_Exercise materials_
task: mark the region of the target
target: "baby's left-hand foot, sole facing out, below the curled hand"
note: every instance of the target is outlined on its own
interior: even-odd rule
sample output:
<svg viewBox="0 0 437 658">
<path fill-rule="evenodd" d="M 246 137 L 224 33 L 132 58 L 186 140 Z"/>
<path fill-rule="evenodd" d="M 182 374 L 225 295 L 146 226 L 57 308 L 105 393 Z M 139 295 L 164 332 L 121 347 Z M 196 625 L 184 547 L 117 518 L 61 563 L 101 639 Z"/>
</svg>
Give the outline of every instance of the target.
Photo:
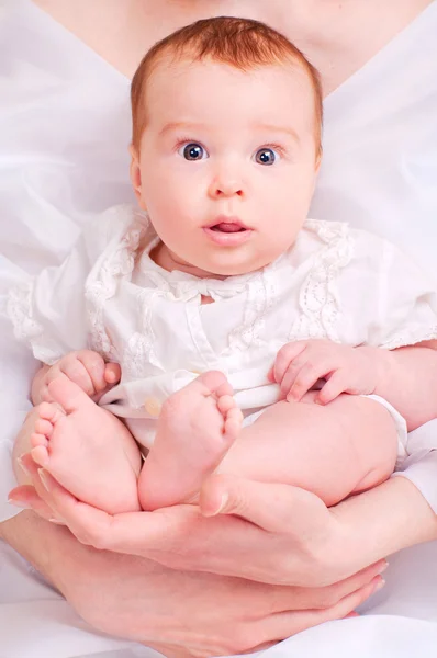
<svg viewBox="0 0 437 658">
<path fill-rule="evenodd" d="M 79 500 L 105 512 L 139 509 L 141 455 L 126 427 L 61 376 L 48 384 L 31 436 L 33 460 Z"/>
</svg>

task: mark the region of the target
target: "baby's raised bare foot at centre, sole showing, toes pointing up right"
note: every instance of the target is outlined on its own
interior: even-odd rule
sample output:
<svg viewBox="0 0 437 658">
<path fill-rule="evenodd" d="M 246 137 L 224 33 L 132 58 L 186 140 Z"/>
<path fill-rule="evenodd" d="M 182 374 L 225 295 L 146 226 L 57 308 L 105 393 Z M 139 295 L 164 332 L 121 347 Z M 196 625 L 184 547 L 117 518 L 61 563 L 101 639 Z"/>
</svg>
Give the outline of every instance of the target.
<svg viewBox="0 0 437 658">
<path fill-rule="evenodd" d="M 238 436 L 243 415 L 220 372 L 205 373 L 163 406 L 139 476 L 139 501 L 154 510 L 192 500 Z"/>
</svg>

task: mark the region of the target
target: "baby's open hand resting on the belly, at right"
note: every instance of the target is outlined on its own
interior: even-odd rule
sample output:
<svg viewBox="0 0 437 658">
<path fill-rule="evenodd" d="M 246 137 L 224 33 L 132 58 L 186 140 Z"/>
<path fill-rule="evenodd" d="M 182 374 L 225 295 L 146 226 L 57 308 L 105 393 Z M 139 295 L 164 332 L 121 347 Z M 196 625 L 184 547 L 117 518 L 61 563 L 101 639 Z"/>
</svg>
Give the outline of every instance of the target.
<svg viewBox="0 0 437 658">
<path fill-rule="evenodd" d="M 351 348 L 329 340 L 287 343 L 278 352 L 269 379 L 281 397 L 299 401 L 318 379 L 326 379 L 316 401 L 327 405 L 341 393 L 371 395 L 378 383 L 378 348 Z"/>
</svg>

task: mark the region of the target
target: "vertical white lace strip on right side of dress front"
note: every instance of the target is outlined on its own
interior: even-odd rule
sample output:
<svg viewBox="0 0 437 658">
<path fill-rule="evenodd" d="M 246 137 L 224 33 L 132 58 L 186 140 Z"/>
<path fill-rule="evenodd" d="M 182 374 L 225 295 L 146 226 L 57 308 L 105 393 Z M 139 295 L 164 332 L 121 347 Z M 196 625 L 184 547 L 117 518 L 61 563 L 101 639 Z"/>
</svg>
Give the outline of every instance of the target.
<svg viewBox="0 0 437 658">
<path fill-rule="evenodd" d="M 337 317 L 338 274 L 352 257 L 354 239 L 344 223 L 309 219 L 305 228 L 315 232 L 326 247 L 315 256 L 310 274 L 299 294 L 300 317 L 293 322 L 289 340 L 328 338 L 339 342 Z"/>
</svg>

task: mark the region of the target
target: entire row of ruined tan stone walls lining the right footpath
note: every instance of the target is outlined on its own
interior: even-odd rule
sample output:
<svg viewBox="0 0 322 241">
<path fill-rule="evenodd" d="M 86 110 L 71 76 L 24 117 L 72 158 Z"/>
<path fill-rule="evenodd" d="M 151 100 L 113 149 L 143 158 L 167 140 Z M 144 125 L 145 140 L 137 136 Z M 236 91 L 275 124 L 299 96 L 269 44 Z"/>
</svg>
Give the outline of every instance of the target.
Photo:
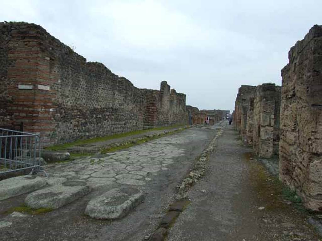
<svg viewBox="0 0 322 241">
<path fill-rule="evenodd" d="M 322 26 L 289 51 L 282 86 L 242 85 L 235 128 L 260 157 L 279 156 L 279 178 L 322 211 Z"/>
</svg>

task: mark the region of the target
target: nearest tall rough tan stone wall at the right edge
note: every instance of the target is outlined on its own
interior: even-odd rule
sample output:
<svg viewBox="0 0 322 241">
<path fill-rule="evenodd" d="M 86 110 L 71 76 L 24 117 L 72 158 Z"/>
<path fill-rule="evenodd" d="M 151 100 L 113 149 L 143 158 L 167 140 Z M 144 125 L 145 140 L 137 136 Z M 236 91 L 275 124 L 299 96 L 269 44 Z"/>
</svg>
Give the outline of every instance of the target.
<svg viewBox="0 0 322 241">
<path fill-rule="evenodd" d="M 322 26 L 289 51 L 282 69 L 279 177 L 322 210 Z"/>
</svg>

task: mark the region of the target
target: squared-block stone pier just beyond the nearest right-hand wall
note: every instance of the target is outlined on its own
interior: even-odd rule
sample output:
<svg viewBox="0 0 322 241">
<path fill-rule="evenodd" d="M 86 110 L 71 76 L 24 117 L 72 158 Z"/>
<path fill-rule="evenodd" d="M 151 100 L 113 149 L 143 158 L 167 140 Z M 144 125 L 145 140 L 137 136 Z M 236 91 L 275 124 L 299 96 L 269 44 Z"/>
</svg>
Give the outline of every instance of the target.
<svg viewBox="0 0 322 241">
<path fill-rule="evenodd" d="M 253 120 L 250 121 L 253 125 L 251 142 L 254 151 L 260 157 L 270 158 L 278 155 L 279 110 L 280 86 L 258 85 L 253 100 Z M 249 135 L 250 132 L 249 130 Z"/>
</svg>

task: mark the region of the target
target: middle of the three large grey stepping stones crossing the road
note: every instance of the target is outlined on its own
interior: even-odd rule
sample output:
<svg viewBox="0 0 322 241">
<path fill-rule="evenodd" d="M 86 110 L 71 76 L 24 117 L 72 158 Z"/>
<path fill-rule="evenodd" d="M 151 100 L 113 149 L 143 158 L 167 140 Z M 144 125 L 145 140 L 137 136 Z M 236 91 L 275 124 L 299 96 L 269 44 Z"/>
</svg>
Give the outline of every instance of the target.
<svg viewBox="0 0 322 241">
<path fill-rule="evenodd" d="M 81 180 L 67 181 L 62 184 L 50 186 L 30 193 L 25 203 L 27 206 L 39 208 L 58 209 L 90 192 L 90 187 Z"/>
</svg>

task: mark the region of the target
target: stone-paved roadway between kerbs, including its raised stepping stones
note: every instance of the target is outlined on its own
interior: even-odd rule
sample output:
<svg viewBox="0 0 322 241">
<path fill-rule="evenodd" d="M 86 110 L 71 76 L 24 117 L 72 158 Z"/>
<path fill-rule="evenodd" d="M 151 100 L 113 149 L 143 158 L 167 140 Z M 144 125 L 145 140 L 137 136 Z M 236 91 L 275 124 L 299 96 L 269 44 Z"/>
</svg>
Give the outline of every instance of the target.
<svg viewBox="0 0 322 241">
<path fill-rule="evenodd" d="M 176 185 L 215 137 L 217 128 L 218 124 L 186 129 L 117 152 L 45 165 L 49 177 L 42 179 L 47 186 L 1 201 L 0 224 L 5 235 L 0 240 L 142 240 L 154 231 L 175 199 Z M 113 195 L 120 198 L 113 201 L 107 192 L 120 187 L 134 189 L 124 189 L 124 194 L 115 191 Z M 135 196 L 135 189 L 143 195 Z M 124 199 L 126 195 L 129 199 Z M 18 216 L 10 212 L 24 203 L 54 210 Z M 109 216 L 102 217 L 100 210 L 108 210 Z M 110 222 L 85 214 L 98 219 L 128 216 Z M 31 233 L 30 227 L 38 228 Z"/>
</svg>

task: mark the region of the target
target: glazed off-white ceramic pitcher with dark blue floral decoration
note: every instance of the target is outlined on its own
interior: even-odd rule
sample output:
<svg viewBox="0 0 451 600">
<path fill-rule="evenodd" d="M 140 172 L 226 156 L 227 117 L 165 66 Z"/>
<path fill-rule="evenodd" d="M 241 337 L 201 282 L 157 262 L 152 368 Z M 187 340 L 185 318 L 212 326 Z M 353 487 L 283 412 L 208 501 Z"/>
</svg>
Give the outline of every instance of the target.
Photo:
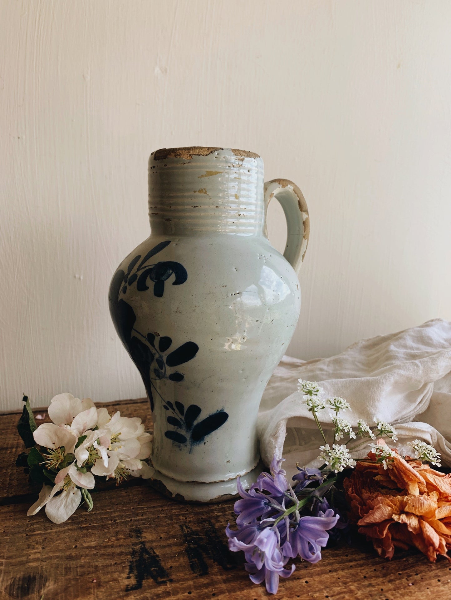
<svg viewBox="0 0 451 600">
<path fill-rule="evenodd" d="M 273 197 L 284 256 L 267 239 Z M 211 502 L 261 470 L 258 405 L 299 316 L 307 206 L 291 181 L 264 183 L 258 154 L 172 148 L 149 158 L 149 216 L 151 236 L 113 277 L 110 312 L 151 402 L 154 485 Z"/>
</svg>

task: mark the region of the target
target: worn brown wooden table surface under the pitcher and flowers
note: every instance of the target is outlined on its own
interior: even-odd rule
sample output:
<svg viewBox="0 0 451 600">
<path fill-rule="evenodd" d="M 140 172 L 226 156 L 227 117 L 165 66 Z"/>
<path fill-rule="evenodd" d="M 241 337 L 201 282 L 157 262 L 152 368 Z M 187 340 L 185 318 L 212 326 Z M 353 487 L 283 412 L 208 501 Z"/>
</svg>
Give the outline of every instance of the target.
<svg viewBox="0 0 451 600">
<path fill-rule="evenodd" d="M 140 416 L 151 430 L 146 400 L 104 406 Z M 43 417 L 38 424 L 47 419 L 44 409 L 34 413 Z M 411 551 L 389 562 L 365 541 L 326 548 L 316 565 L 296 559 L 294 574 L 281 579 L 277 595 L 270 596 L 249 580 L 242 553 L 228 551 L 224 528 L 233 519 L 233 501 L 182 504 L 141 479 L 120 488 L 103 485 L 93 494 L 92 512 L 82 506 L 61 525 L 51 523 L 44 510 L 27 517 L 37 491 L 14 465 L 23 451 L 18 419 L 19 413 L 0 415 L 1 599 L 451 599 L 446 559 L 434 565 Z"/>
</svg>

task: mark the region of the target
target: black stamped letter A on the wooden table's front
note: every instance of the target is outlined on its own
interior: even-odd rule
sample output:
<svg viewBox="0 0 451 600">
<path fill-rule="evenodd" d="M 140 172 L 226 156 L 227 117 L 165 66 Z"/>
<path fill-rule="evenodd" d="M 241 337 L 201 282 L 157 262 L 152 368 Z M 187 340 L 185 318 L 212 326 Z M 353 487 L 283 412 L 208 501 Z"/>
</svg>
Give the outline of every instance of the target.
<svg viewBox="0 0 451 600">
<path fill-rule="evenodd" d="M 142 541 L 142 533 L 139 528 L 131 532 L 136 541 L 131 544 L 131 560 L 128 566 L 127 579 L 134 578 L 135 583 L 128 584 L 125 587 L 125 592 L 140 590 L 143 587 L 143 581 L 149 578 L 159 585 L 172 582 L 166 569 L 161 564 L 160 556 L 154 548 L 148 547 L 146 542 Z"/>
</svg>

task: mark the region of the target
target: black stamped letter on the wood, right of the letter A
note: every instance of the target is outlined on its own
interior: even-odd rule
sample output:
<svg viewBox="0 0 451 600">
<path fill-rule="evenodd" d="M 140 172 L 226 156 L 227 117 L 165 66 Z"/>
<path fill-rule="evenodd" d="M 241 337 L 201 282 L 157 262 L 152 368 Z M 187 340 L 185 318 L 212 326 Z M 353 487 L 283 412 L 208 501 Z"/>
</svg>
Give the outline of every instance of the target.
<svg viewBox="0 0 451 600">
<path fill-rule="evenodd" d="M 224 571 L 236 568 L 235 557 L 228 550 L 223 539 L 224 536 L 218 533 L 212 521 L 202 521 L 201 525 L 202 533 L 191 529 L 188 524 L 180 526 L 191 571 L 195 575 L 208 575 L 208 564 L 205 557 L 213 560 Z"/>
</svg>

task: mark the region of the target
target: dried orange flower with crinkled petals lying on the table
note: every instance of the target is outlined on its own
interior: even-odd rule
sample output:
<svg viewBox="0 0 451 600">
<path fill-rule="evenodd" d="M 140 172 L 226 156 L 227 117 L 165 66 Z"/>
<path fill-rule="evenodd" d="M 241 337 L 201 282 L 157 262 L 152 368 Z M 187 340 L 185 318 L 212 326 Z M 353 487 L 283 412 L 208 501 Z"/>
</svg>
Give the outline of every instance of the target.
<svg viewBox="0 0 451 600">
<path fill-rule="evenodd" d="M 381 450 L 386 446 L 383 440 L 377 444 Z M 395 548 L 415 546 L 432 562 L 437 554 L 451 562 L 451 475 L 404 460 L 396 451 L 389 468 L 376 460 L 370 452 L 344 481 L 350 521 L 381 557 L 391 559 Z"/>
</svg>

_Problem statement_
Read the listing. Copy each line that has the word "nearest" in it.

_Response area_
target: nearest tall rough tan stone wall at the right edge
target: squared-block stone pier just beyond the nearest right-hand wall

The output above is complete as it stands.